▸ **Texte choisi**:
# # # #
2. Ce que crée, pour l'individu qui en est affecté, la
frappe d'une vérité c'est la possibilité d'un engagement dans une discipline hétérogène
à celle du monde. C'est ce que j'appelle, dans mon lexique, l'incorporation à
un processus de vérité. Cette discipline est à la fois négative et affirmative.
La négation s'exerce localement, c'est la destruction par l'individu des formes
d'appartenance au vieux monde qui existent en lui sous forme de scories
diverses, d'adhérences à l'ancien. C'est un processus de dé-particularisation. Les particularités enfoncent l'individu dans les déterminations mondaines,
or ce dont il s'agit dans cette négation locale c'est de ne pas rester englué
dans les particularités qui vous enlisent dans le monde. L'affirmation, quant à
elle, est affirmation d'une valeur trans-individu, trans-particularité. L'affirmation
est universalisante. Ces deux versants se retrouvent
dans les dialogues de Platon. Dans ses premiers dialogues, dits "aporétiques",
l'enjeu pour l'individu, est d'abandonner (avec l'aide de Socrate) le réseau
des opinions dont il croyait jusque là que c'était sa pensée. Mais les
dialogues de la maturité sont centrés sur l'accès à l'Idée et promeuvent une
universalisation intrinsèque.
# # # #
▸ **Extrait des données**:
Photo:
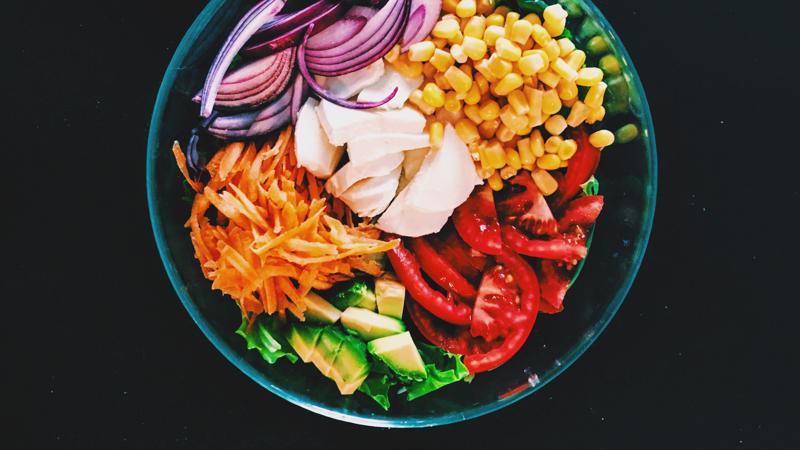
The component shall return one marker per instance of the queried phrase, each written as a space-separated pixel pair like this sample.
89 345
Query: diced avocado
# # # #
Recopiez mot pour mot la partie du texte sur le processus de vérité qui commence par « 2. Ce que crée, pour » et se poursuit jusqu'à « négative et affirmative. ». Les données ci-dessus forment un matériau indépendant du texte.

▸ **Réponse attendue**:
2. Ce que crée, pour l'individu qui en est affecté, la
frappe d'une vérité c'est la possibilité d'un engagement dans une discipline hétérogène
à celle du monde. C'est ce que j'appelle, dans mon lexique, l'incorporation à
un processus de vérité. Cette discipline est à la fois négative et affirmative.